Directions for this task:
Determine how many lines in the entries below hold "building". Respond with that number only.

***** Supplied entries

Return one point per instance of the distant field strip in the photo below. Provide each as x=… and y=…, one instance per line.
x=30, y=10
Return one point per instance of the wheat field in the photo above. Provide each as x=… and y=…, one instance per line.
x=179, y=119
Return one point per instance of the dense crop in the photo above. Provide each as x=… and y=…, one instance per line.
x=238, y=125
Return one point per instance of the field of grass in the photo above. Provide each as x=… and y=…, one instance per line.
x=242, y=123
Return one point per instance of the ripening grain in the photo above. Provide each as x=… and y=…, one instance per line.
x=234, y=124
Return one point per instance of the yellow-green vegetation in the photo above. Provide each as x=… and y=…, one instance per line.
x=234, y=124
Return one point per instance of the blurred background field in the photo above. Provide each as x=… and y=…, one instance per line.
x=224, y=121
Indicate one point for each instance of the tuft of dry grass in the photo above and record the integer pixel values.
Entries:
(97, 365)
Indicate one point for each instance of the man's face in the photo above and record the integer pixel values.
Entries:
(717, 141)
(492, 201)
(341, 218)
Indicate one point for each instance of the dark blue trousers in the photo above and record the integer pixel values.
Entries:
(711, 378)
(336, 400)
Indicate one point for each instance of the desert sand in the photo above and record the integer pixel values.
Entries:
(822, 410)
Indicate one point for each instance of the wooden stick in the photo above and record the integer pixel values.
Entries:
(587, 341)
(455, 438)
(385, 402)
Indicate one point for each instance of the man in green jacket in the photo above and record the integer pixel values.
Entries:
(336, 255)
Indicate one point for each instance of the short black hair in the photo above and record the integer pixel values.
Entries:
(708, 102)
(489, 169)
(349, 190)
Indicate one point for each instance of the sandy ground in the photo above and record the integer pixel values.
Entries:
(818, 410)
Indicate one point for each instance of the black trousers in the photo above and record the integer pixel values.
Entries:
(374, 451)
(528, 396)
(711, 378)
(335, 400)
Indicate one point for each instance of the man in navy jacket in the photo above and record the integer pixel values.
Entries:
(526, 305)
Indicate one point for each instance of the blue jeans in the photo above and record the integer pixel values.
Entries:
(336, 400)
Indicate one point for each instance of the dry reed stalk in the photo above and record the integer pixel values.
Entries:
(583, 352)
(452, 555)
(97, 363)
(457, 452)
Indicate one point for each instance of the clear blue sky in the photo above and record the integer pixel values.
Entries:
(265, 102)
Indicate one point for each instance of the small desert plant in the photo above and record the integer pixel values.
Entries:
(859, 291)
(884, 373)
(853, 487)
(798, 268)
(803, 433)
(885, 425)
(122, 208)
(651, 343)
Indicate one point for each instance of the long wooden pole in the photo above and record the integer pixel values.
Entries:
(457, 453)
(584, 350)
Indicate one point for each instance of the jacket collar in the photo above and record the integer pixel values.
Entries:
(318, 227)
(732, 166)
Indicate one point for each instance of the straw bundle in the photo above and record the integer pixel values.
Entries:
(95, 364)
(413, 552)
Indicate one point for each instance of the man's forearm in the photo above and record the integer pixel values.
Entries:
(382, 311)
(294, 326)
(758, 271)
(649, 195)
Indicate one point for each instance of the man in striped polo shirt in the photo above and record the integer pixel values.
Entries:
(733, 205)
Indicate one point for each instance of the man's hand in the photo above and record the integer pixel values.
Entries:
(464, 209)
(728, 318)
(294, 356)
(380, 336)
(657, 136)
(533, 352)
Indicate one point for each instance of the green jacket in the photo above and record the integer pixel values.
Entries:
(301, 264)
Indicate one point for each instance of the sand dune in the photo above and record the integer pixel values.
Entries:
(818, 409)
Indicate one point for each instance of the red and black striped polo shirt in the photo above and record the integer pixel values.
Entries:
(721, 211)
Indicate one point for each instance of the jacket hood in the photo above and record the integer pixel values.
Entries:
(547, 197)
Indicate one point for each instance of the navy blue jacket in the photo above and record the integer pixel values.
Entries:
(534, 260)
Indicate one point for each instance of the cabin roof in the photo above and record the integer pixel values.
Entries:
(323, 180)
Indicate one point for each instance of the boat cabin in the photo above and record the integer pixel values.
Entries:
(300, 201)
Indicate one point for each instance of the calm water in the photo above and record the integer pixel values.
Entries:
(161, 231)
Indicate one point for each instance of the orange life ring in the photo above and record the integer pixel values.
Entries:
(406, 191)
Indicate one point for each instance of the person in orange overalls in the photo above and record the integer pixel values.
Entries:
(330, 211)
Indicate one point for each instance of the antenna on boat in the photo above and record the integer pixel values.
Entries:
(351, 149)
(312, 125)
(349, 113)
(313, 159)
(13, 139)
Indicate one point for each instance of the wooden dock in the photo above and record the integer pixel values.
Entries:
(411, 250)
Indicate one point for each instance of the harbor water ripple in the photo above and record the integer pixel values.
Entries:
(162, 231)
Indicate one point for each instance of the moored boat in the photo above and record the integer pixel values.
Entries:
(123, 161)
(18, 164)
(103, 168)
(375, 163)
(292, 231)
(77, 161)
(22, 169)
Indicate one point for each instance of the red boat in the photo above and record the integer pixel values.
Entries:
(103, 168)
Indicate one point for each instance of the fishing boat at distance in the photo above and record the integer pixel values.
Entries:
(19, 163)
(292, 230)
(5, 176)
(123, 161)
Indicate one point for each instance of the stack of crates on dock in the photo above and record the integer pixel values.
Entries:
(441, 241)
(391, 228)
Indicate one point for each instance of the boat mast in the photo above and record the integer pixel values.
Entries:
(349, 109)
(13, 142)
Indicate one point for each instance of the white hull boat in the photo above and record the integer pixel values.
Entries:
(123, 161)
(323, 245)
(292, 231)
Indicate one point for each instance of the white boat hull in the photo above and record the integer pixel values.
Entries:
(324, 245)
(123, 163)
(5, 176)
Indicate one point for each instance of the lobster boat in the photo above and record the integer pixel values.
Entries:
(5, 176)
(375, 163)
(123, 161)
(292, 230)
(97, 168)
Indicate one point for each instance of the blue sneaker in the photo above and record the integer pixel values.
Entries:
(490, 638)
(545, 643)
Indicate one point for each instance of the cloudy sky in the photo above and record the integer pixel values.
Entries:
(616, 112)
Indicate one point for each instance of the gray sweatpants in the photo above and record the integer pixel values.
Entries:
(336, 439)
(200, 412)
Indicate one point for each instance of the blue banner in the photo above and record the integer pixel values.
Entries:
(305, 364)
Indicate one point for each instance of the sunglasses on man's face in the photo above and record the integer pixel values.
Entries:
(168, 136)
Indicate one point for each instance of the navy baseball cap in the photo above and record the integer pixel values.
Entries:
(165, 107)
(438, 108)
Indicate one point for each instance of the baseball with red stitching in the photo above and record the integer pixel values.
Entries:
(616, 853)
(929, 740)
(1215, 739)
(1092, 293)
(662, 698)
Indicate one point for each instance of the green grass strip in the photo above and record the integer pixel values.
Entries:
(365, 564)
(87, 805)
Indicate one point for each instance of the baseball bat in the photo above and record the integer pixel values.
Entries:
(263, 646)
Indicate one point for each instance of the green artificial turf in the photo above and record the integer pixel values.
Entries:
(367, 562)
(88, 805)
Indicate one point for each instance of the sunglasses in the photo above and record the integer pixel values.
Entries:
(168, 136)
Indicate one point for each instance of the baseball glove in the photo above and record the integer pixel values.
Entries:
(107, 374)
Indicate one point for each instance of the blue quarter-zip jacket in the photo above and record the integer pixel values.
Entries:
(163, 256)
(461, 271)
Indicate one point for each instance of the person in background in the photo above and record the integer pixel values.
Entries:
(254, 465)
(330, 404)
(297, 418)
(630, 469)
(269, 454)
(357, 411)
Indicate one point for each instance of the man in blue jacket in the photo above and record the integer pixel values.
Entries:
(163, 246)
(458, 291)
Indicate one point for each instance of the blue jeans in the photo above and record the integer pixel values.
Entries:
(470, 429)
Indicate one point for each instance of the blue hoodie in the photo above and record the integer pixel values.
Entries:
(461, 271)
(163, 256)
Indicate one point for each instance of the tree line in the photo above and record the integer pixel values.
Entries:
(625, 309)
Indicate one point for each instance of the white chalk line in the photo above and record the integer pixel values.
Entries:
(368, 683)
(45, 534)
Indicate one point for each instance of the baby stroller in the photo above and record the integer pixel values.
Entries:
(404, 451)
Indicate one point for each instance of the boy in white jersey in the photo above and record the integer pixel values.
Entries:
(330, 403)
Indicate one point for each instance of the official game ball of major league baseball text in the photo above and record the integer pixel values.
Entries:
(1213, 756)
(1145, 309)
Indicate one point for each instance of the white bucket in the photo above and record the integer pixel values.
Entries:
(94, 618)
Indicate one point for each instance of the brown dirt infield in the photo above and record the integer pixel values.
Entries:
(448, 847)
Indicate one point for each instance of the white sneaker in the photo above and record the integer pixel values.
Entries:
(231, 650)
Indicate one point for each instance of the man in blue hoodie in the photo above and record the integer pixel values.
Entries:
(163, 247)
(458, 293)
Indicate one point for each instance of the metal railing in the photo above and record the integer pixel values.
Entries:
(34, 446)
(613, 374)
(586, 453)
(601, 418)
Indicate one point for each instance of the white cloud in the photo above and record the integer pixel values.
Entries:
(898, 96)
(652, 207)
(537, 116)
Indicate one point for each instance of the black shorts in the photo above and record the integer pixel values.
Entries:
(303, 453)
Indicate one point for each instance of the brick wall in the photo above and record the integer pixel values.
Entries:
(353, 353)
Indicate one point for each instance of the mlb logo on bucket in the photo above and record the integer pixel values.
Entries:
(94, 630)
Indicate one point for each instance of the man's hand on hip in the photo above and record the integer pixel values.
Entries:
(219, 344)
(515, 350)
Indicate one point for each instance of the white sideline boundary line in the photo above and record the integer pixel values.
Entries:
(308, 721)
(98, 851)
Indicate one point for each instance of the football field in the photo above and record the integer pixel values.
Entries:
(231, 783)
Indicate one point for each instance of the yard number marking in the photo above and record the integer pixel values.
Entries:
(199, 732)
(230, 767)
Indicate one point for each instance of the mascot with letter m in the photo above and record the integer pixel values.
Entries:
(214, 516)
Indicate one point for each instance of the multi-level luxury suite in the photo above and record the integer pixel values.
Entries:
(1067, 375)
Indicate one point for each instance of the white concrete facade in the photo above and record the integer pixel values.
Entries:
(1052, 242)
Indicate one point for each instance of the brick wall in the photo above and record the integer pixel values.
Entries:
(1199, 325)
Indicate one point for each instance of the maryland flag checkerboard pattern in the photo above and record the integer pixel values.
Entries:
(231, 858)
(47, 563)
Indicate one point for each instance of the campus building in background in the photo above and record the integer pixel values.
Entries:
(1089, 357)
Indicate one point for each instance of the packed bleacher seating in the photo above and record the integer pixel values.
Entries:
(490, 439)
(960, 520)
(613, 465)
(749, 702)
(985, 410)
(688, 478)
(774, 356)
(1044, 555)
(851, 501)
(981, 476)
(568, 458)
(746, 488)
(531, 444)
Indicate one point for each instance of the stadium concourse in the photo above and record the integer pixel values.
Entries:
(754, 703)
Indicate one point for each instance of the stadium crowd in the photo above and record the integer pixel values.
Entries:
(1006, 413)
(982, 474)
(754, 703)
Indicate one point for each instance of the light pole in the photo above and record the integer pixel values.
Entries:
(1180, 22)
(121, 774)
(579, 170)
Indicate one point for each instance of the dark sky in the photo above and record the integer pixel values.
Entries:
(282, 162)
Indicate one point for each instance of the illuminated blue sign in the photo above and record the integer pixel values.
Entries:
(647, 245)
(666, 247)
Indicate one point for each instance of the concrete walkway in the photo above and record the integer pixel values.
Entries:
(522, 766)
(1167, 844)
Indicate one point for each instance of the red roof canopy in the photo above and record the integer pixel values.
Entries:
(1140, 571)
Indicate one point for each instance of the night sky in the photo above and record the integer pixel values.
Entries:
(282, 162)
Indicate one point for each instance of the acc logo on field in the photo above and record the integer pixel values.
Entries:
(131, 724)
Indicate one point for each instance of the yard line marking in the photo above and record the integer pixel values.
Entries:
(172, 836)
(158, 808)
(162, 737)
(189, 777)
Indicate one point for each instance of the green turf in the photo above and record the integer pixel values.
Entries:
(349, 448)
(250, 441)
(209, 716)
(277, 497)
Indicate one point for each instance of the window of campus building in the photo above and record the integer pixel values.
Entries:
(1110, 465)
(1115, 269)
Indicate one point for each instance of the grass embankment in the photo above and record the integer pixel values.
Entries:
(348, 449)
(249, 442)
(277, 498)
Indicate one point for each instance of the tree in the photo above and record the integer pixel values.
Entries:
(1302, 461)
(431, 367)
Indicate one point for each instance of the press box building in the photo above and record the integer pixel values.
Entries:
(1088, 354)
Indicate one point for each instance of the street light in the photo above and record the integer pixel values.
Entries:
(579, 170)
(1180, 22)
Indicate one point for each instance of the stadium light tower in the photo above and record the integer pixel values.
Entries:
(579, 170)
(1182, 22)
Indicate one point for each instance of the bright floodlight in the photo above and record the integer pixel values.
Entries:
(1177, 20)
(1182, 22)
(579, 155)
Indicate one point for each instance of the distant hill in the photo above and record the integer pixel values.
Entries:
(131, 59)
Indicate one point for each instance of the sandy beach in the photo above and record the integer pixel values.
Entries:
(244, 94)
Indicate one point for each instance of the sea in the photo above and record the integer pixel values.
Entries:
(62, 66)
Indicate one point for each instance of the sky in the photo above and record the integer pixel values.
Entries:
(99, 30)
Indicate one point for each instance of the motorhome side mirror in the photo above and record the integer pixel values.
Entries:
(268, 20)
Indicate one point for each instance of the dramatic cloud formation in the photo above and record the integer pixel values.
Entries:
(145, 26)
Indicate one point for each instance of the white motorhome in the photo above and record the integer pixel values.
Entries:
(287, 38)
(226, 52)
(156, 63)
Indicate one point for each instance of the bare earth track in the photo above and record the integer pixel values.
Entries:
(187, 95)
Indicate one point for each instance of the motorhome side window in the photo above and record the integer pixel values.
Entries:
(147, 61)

**********

Response to the task:
3